# [PROBLEM TO SOLVE]
Reproduce the full dissertation abstract on internal climate variability below, character for character, from its citation line to its final sentence.

# [DOCUMENT SECTION]
Milinski, S. (2019). Internal variability in a changing climate: A large ensemble perspective on tropical Atlantic rainfall. PhD Thesis, Universität Hamburg, Hamburg. doi:10.17617/2.3165869.


Zitierlink: https://hdl.handle.net/21.11116/0000-0004-BC5E-0
Zusammenfassung
In this dissertation I investigate the temporal development of internal
variability under global warming. Understanding internal variability
is essential to understand the past and possible future trajectories of
our climate, yet it is often assumed to be a property of the climate
system that does not change under global warming. I use a novel large
ensemble, the Max Planck Institute Grand Ensemble, to introduce a
new perspective on internal variability.
Internal variability can be described as the seemingly random fluc-
tuations of the climate system over time. Due to nonlinearity in the
climate system, small perturbations may grow to large anomalies over
time that are associated with anomalous or even extreme events. In
my first chapter, I quantify internal variability and investigate whether
it changes under global warming. The change in the external forcing is
the same for all of these realisations, the initial conditions are different
for each realisation. Thus, each realisation follows its own, unique tra-
jectory. For each time step, the distribution of all realisations provides
an estimate of the possible states of the climate system.
I develop an analysis framework based on a large ensemble to detect,
quantify and attribute changes in internal variability in a transient
climate. Rather than analysing variability over time, I use the ensemble
dimension of a large ensemble to quantify internal variability. This
approach allows a clean separation of the forced signal from internal
variability and ensures stationarity of the statistics even when the
forcing is changing with time. My non-parametric approach provides
an objective quantification of changes in internal variability and their
robustness.

# [INFORMATION PROVIDED]
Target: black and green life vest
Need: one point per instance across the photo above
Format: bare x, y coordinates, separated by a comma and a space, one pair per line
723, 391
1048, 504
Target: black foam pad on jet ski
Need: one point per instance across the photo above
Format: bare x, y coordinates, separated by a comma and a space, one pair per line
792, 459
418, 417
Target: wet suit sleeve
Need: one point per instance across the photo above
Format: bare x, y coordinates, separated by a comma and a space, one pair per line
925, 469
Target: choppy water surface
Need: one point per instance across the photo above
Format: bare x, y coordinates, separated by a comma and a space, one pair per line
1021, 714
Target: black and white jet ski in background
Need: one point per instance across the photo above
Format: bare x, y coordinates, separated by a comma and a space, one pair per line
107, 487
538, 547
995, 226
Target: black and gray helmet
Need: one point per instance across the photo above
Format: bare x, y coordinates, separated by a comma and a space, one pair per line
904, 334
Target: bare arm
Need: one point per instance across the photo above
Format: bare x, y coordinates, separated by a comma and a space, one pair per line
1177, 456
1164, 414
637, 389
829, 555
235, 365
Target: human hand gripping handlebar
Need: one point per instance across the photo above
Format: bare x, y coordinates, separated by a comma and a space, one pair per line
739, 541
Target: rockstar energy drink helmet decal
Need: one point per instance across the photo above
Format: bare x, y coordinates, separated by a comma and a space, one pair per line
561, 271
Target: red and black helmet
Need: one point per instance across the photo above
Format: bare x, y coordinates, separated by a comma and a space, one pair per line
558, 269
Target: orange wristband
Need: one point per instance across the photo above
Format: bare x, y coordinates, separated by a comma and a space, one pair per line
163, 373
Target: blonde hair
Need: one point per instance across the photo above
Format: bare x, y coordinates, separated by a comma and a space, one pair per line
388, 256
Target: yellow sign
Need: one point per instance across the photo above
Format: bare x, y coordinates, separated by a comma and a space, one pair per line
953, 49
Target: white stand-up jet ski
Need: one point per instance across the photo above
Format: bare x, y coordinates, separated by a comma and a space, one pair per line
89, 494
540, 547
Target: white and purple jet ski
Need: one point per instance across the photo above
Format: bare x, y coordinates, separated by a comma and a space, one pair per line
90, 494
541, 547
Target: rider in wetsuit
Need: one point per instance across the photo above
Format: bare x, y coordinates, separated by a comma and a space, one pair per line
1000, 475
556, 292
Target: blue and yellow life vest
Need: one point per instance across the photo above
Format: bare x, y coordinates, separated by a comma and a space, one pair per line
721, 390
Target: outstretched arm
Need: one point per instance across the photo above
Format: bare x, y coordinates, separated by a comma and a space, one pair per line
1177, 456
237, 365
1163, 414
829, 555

--

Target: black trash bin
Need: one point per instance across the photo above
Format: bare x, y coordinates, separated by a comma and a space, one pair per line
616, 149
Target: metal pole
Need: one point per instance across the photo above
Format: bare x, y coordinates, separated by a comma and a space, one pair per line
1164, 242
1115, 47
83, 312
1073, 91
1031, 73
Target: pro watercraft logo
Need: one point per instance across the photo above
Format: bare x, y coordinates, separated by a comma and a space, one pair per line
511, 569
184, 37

# [PROBLEM SOLUTION]
Milinski, S. (2019). Internal variability in a changing climate: A large ensemble perspective on tropical Atlantic rainfall. PhD Thesis, Universität Hamburg, Hamburg. doi:10.17617/2.3165869.


Zitierlink: https://hdl.handle.net/21.11116/0000-0004-BC5E-0
Zusammenfassung
In this dissertation I investigate the temporal development of internal
variability under global warming. Understanding internal variability
is essential to understand the past and possible future trajectories of
our climate, yet it is often assumed to be a property of the climate
system that does not change under global warming. I use a novel large
ensemble, the Max Planck Institute Grand Ensemble, to introduce a
new perspective on internal variability.
Internal variability can be described as the seemingly random fluc-
tuations of the climate system over time. Due to nonlinearity in the
climate system, small perturbations may grow to large anomalies over
time that are associated with anomalous or even extreme events. In
my first chapter, I quantify internal variability and investigate whether
it changes under global warming. The change in the external forcing is
the same for all of these realisations, the initial conditions are different
for each realisation. Thus, each realisation follows its own, unique tra-
jectory. For each time step, the distribution of all realisations provides
an estimate of the possible states of the climate system.
I develop an analysis framework based on a large ensemble to detect,
quantify and attribute changes in internal variability in a transient
climate. Rather than analysing variability over time, I use the ensemble
dimension of a large ensemble to quantify internal variability. This
approach allows a clean separation of the forced signal from internal
variability and ensures stationarity of the statistics even when the
forcing is changing with time. My non-parametric approach provides
an objective quantification of changes in internal variability and their
robustness.